## PROBLEM REQUIREMENTS
Retype every line of the records exactly.

## Dataset excerpts
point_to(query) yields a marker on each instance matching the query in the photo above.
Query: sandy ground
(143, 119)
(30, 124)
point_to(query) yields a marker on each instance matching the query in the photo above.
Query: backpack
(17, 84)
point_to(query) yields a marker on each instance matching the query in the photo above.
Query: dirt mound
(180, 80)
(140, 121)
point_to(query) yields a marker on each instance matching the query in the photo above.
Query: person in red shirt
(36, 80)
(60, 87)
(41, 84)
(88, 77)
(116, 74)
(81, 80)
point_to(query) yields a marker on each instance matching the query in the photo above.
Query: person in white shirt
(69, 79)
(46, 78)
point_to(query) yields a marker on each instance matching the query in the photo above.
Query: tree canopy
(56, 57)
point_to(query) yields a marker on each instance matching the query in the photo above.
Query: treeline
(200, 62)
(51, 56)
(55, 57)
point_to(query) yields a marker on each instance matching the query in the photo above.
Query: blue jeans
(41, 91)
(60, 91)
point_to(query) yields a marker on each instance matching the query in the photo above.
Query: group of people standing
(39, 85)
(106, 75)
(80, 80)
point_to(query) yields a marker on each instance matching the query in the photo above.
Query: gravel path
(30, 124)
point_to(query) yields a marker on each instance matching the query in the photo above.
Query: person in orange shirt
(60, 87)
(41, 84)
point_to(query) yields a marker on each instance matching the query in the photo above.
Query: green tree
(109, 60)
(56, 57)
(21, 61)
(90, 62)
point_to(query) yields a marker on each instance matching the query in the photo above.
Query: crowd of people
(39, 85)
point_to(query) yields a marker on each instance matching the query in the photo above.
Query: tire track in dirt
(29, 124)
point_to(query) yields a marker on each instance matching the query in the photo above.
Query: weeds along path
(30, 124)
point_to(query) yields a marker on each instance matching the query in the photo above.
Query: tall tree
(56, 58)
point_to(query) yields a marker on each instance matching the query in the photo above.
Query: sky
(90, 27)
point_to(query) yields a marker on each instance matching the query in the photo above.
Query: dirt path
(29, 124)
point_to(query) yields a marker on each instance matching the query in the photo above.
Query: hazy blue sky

## TASK SOLUTION
point_to(query) yields a marker on each instance matching the query in the photo above.
Query: sandy ground
(143, 119)
(30, 124)
point_to(query) yields a marker on each instance matching the query in the photo above.
Query: backpack
(17, 84)
point_to(query) yields a marker on each instance matching the query in the photo above.
Query: dirt mound
(180, 80)
(140, 121)
point_to(query) yields a marker on each instance matching the query in the photo above.
Query: person in red shirt
(36, 80)
(60, 87)
(41, 84)
(88, 77)
(116, 74)
(81, 80)
point_to(query) yields a marker on each instance matching the query in the photo above.
Query: person in white shirt
(69, 79)
(46, 78)
point_to(query) yields a marker on each instance matching the query in the photo above.
Query: tree canopy
(56, 57)
point_to(query) yields a marker on each instance matching the query in the photo above.
Query: treeline
(200, 62)
(51, 56)
(55, 57)
point_to(query) yields a marker on each instance matching the query in the photo above.
Query: blue jeans
(41, 91)
(60, 91)
point_to(query) yields a marker on each instance matching the query in the photo above.
Query: group of people standing
(39, 85)
(106, 75)
(80, 80)
point_to(query) yields a marker on each instance matching the query in the photo above.
Query: gravel path
(30, 124)
point_to(query) yields a marker on each instance matching the query in the photo above.
Query: person in orange shirt
(60, 87)
(41, 84)
point_to(query) yields a marker on each instance matching the query in the photo above.
Query: green tree
(109, 60)
(56, 57)
(21, 61)
(90, 62)
point_to(query) yields a marker on each instance matching the query in the photo above.
Query: crowd of people
(39, 85)
point_to(query) yields a marker on each instance matching the query in the photo above.
Query: tire track in dirt
(29, 124)
point_to(query) yields a marker on each instance matching the query in the photo above.
Query: weeds along path
(30, 124)
point_to(query) yields a marker on each instance matching the query in the photo above.
Query: tall tree
(56, 58)
point_to(query) yields a marker on each instance matching the query in the photo above.
Query: sky
(90, 27)
point_to(query) yields a marker on each instance matching the query in the photo above.
Query: dirt path
(29, 124)
point_to(query) yields a marker on each instance matching the query in the photo above.
Query: hazy blue sky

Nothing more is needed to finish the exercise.